* **Extrait cité**
══════════════════════════════

"Tatouages, histoires de la Méditerranée" : sept pépites repérées dans l'exposition à voir tout l'été à la Vieille Charité de Marseille
Un beau parcours qui raconte le tatouage et ses différentes pratiques et significations à travers les âges, de l'Antiquité à nos jours, dans tout le bassin méditerranéen.
Le tatouage, qui connaît un engouement sans pareil depuis une quinzaine d'années (36% des Français sont tatoués en 2025), est répandu sur tout le pourtour méditerranéen depuis l'Antiquité. La Vieille Charité à Marseille, un ancien hospice du XVIIe siècle situé dans le quartier du Panier, consacre à cette pratique répandue une riche exposition, Tatouages en Méditerranée, à voir jusqu'au 28 septembre 2025.
Le tatouage y est décliné sous toutes ses formes : ornemental, thérapeutique, religieux, protecteur ou punitif, il est loin de n'être que l'apanage des marins et des truands. Au travers de plus de 250 objets, documents rares et œuvres d'art, le parcours détaille les différentes pratiques, de la scarification à l'aiguille et du marquage au fer au tampon, et toutes les démarches qui motivent et ont motivé de tatouer ou se faire tatouer, de gré ou de force, au fil des âges et jusqu'à aujourd'hui à travers les civilisations méditerranéennes.

══════════════════════════════

* **Lignes de données**

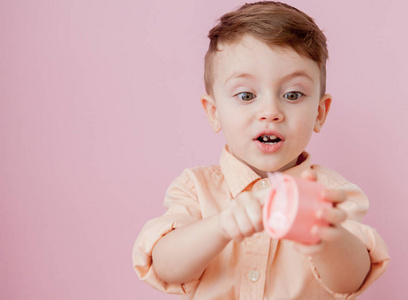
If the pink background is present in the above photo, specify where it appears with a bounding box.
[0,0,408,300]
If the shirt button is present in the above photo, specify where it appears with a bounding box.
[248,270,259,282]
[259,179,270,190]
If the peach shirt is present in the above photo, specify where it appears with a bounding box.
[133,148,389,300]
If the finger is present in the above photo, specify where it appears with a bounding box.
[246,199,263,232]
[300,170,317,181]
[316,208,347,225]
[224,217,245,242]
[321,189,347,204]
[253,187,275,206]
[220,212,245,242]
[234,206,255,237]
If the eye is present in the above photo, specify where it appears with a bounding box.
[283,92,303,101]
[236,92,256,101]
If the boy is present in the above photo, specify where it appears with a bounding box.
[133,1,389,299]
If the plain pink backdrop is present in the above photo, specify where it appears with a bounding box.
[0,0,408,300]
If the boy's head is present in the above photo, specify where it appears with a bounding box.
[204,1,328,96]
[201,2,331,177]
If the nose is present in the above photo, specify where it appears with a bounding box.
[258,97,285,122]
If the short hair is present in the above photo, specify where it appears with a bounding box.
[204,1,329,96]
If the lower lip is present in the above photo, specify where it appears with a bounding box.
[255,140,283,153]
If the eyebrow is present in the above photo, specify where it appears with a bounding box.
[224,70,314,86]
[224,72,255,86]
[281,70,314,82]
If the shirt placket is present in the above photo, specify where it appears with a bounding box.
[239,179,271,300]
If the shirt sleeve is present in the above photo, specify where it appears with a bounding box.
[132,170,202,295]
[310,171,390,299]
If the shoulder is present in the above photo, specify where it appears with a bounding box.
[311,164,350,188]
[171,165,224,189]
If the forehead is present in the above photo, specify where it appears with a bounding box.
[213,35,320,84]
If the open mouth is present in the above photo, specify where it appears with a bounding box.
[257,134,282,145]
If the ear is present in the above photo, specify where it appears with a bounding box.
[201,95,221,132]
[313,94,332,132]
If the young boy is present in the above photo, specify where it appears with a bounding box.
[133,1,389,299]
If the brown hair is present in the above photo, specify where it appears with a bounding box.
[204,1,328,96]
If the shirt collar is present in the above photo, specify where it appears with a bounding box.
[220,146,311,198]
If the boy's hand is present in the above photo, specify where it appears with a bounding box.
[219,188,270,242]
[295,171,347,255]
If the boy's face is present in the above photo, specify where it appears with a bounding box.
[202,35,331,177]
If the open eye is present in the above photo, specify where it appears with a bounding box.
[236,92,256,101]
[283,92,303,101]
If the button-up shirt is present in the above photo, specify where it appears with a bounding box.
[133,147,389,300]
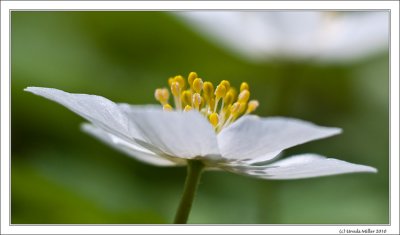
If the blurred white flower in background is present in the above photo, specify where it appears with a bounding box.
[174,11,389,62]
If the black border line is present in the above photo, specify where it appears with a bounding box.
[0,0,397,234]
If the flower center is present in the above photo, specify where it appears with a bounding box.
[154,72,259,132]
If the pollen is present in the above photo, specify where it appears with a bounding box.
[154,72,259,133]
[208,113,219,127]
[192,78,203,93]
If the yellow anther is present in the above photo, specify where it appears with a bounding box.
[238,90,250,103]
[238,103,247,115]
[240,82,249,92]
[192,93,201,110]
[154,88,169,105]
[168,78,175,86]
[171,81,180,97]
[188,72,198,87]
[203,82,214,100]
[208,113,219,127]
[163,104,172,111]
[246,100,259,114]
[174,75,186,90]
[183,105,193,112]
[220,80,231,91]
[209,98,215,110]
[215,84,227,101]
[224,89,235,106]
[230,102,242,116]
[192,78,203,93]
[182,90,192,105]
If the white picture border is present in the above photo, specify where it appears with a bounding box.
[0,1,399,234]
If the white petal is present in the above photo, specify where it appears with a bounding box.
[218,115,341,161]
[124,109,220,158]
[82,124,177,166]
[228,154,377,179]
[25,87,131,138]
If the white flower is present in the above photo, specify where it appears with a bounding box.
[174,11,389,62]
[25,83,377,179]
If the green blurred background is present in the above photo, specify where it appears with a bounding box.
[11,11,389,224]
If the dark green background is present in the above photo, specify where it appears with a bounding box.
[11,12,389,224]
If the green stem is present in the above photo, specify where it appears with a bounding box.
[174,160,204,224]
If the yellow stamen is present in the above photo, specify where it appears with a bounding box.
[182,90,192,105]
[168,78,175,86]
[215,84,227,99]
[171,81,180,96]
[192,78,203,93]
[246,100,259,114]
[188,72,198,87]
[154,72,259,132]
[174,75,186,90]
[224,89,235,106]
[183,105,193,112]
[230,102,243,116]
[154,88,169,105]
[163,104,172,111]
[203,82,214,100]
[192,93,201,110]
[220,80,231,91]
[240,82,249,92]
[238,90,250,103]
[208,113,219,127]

══════════════════════════════

* **Consigne 1**
D'après l'article sur l'exposition de tatouages à la Vieille Charité, pourquoi le tatouage est-il « loin de n'être que l'apanage des marins et des truands » ? Répondez en une à trois phrases.
* **Consigne 2**
Pour chacune des affirmations suivantes, dites si elle est conforme à l'article sur l'exposition de tatouages. Répondez par oui ou non et citez les mots de l'article qui tranchent.
(a) On peut voir l'exposition jusqu'au 28 septembre 2025.
(b) La Vieille Charité est un ancien hospice du XVIIIe siècle.
(c) Le parcours réunit moins de 200 objets.
* **Consigne 3**
Poursuivez l'article sur l'exposition de tatouages à la Vieille Charité de Marseille en reprenant juste après sa dernière phrase.

* **Réponse 1**
L'exposition présente le tatouage sous toutes ses formes : ornemental, thérapeutique, religieux, protecteur ou punitif. Il ne se limite donc pas à ces deux groupes.

* **Réponse 2**
(a) Oui : « à voir jusqu'au 28 septembre 2025 ».
(b) Non : « un ancien hospice du XVIIe siècle ».
(c) Non : « Au travers de plus de 250 objets, documents rares et œuvres d'art ».

* **Réponse 3**
Voici sept objets et documents qui ont particulièrement retenu notre attention dans cette exposition passionnante où il y a beaucoup à voir et à lire, qu'il faut prendre le temps de parcourir (comptez une heure minimum).
1"Fier d'être Marseillais"
En guise de préambule, ce voyage chronologique démarre par un détour contemporain, à Marseille, ville multiculturelle qui entretient un rapport charnel au tatouage, signe d'une identité culturelle forte. Des photos d'Anne Van Der Stegen et de Yohanne Lamoulère en témoignent. Logo de l'OM sur l'épaule, "Fier d'être Marseillais" inscrit sur l'avant-bras, représentation de la Bonne Mère (la basilique Notre-Dame de la Garde qui domine la ville) crânement dessinée sur la cuisse, et même lèvre intérieure tatouée "Marseillais" : les amoureux de la Cité phocéenne disent fièrement leur appartenance grâce au tatouage, jusqu'au cœur de leur intimité.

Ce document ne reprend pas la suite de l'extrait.